**How to complete this task:** Below are some records. Say how many of their lines include the string "tree", giving only the number.

* * * *

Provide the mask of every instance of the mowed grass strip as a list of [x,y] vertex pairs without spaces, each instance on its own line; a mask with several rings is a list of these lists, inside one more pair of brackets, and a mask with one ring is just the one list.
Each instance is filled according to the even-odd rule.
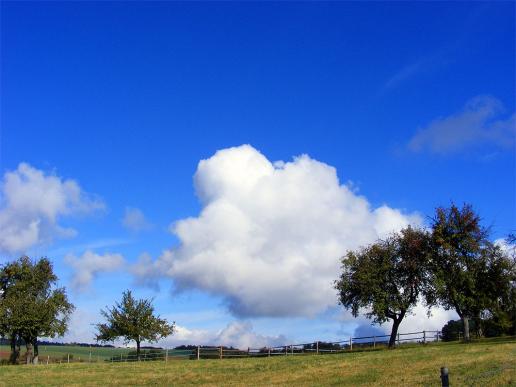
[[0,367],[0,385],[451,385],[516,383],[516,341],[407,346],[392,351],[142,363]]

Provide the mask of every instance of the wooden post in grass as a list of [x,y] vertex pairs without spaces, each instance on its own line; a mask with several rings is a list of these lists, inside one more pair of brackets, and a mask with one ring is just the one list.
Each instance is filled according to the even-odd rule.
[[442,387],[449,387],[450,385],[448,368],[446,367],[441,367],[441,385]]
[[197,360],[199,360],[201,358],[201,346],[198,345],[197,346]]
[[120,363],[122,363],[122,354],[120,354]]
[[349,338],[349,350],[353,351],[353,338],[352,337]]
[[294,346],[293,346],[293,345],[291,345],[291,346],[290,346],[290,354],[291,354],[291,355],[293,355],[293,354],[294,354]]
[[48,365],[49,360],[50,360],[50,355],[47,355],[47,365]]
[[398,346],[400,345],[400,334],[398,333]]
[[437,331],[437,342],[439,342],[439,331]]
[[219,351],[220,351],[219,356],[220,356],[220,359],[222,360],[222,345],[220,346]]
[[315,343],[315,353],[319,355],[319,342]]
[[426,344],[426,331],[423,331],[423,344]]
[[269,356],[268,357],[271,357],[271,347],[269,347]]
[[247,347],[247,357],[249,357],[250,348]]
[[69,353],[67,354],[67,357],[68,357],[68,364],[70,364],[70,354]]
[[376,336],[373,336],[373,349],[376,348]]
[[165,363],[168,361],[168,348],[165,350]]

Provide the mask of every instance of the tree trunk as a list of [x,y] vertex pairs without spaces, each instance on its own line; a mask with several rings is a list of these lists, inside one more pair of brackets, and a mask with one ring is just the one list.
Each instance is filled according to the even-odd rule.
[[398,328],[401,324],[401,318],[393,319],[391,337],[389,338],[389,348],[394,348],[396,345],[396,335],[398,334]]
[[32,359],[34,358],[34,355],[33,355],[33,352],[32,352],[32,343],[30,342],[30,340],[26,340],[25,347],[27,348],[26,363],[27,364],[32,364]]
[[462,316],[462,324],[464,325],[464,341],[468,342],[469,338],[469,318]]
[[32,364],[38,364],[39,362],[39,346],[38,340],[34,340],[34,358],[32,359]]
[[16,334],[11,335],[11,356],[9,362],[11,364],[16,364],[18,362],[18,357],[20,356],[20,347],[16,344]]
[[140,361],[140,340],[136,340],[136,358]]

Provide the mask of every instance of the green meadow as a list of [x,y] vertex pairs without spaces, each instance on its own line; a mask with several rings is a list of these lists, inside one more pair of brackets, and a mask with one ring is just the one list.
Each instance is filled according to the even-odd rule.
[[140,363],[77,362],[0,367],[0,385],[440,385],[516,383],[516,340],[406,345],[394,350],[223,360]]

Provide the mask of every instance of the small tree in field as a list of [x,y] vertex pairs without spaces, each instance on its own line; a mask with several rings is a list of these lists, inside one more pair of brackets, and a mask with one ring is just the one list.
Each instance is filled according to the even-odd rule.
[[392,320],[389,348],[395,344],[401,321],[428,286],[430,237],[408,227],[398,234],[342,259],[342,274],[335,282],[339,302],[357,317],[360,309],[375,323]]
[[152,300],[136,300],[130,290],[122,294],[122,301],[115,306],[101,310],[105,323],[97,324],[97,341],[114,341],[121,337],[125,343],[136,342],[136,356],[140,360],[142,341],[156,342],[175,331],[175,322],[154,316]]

* * * *

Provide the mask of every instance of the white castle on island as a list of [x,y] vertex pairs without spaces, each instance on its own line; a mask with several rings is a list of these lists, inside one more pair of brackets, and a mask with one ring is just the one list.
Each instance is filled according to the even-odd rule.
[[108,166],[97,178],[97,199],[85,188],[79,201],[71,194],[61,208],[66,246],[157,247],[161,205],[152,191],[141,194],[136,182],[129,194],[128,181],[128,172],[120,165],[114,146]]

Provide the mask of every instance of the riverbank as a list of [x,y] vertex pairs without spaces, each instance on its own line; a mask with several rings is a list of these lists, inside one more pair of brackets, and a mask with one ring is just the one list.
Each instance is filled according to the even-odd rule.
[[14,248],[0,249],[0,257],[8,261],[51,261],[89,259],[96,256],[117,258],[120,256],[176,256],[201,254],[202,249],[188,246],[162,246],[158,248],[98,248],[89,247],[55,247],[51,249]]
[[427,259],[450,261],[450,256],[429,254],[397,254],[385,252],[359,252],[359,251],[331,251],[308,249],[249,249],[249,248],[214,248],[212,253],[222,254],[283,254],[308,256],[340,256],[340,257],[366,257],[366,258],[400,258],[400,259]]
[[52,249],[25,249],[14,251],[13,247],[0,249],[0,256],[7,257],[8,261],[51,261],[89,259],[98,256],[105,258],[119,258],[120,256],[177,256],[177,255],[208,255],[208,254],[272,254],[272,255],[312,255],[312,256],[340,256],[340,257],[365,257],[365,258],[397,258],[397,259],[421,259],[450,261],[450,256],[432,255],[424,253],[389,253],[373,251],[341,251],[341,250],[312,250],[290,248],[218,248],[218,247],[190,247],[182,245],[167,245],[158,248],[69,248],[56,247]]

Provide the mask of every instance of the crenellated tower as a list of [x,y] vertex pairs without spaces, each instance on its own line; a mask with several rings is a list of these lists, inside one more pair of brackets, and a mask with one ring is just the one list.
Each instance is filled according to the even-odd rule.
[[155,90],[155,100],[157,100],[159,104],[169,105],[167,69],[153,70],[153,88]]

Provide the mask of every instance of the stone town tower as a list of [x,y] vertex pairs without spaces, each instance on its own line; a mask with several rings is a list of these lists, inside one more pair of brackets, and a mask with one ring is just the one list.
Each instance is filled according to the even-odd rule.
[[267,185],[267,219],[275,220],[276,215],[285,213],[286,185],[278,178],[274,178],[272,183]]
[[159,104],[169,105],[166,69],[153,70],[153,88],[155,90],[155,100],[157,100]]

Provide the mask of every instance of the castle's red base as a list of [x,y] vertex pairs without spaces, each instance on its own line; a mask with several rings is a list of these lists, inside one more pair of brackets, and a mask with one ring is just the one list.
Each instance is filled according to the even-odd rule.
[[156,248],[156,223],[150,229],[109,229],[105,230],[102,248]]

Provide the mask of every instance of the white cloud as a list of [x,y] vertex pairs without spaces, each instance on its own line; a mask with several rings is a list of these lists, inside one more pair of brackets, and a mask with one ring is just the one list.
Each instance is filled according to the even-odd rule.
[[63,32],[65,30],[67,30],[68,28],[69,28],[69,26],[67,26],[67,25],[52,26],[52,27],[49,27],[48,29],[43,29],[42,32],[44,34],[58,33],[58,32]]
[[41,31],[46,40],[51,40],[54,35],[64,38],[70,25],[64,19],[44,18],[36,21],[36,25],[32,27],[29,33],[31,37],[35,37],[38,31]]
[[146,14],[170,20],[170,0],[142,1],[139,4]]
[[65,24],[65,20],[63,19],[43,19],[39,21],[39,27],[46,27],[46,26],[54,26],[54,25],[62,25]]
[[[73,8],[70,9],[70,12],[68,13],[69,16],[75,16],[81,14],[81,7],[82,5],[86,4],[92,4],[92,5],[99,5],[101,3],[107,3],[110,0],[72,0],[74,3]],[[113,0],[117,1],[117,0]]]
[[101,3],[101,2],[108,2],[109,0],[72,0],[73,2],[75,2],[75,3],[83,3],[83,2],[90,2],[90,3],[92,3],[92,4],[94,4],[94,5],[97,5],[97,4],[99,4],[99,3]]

* * * *

**Problem solution:** 2